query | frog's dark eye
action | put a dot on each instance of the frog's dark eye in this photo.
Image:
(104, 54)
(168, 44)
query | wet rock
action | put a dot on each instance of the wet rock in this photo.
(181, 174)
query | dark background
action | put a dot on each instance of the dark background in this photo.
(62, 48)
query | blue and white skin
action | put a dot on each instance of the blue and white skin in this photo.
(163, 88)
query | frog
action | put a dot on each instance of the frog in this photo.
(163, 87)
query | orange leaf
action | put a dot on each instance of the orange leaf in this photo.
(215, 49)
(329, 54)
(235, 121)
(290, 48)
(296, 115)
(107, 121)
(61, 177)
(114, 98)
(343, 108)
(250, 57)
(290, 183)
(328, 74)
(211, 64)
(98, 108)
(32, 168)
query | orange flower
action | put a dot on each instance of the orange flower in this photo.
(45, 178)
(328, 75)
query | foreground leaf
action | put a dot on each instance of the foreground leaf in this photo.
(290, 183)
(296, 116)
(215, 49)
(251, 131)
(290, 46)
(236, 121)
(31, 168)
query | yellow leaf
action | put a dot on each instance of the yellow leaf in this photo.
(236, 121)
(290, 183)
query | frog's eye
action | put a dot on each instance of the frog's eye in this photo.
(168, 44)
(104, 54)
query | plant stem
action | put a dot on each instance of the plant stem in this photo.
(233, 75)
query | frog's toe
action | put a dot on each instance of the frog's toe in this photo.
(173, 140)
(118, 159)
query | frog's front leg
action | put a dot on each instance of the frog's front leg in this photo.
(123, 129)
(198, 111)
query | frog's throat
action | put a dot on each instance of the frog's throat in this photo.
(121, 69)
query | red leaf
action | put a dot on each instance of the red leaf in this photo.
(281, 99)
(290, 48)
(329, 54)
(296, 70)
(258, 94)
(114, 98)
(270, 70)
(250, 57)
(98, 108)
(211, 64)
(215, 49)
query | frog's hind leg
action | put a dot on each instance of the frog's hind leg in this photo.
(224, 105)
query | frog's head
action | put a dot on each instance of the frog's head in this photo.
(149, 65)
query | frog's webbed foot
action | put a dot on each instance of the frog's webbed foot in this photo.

● **TASK TO CARRY OUT**
Revise the listing above by changing each "put a dot" to "place a marker", keeping every other line the same.

● **RESULT BELOW**
query | frog's dark eye
action | place a marker on each instance of the frog's dark eye in this photo.
Image:
(104, 54)
(168, 44)
query | wet rock
action | place a marker on each instance of the wet rock in this photo.
(181, 174)
query | dark background
action | place a marker on each instance of the dark background in this photo.
(62, 48)
query | blue and white skin
action | place a marker on each instance of the blue and white skin in this photo.
(163, 88)
query | frog
action | place a marker on each instance of the frog in this photo.
(163, 87)
query | orange leaf
action | place a marker on each instance of the orange leaf in this photo.
(215, 49)
(329, 54)
(235, 121)
(290, 48)
(296, 115)
(107, 121)
(61, 177)
(114, 98)
(343, 108)
(250, 57)
(290, 183)
(328, 74)
(211, 64)
(98, 108)
(32, 168)
query | orange flower
action | place a marker on each instance of the orange flower in this photo.
(45, 178)
(328, 75)
query | foreground leaf
action | place a marker on each instance of the foreground leaf in this photo.
(290, 183)
(296, 116)
(215, 49)
(251, 131)
(290, 46)
(236, 121)
(31, 168)
query | yellow leaf
action | place a marker on each instance of the yellow leaf in this photo.
(236, 121)
(290, 183)
query | frog's eye
action | place a marker on each instance of the frog's eye in this photo.
(168, 44)
(104, 54)
query | plant stem
action | place a marker on each instance of the plant stem in this photo.
(233, 75)
query | frog's toe
action | place a marker on each instance of the frog's toe in this photo.
(173, 140)
(118, 159)
query | frog's front leg
action | place a marker on each instance of the frog's front leg in this photo.
(123, 129)
(198, 111)
query | frog's throat
action | place a marker on each instance of the frog's throat in this photo.
(121, 69)
query | red leaf
action | place a marker on each instance of the red leaf in this photo.
(281, 99)
(290, 48)
(329, 54)
(296, 70)
(258, 94)
(114, 98)
(270, 70)
(250, 57)
(98, 108)
(211, 64)
(215, 49)
query | frog's hind leg
action | place a marker on each instance of the frog's hind leg in this photo.
(224, 105)
query | frog's head
action | place a marker on each instance of the frog's head in this photo.
(149, 65)
query | frog's webbed foot
action | place a marker on each instance of the frog's webbed foot in this photo.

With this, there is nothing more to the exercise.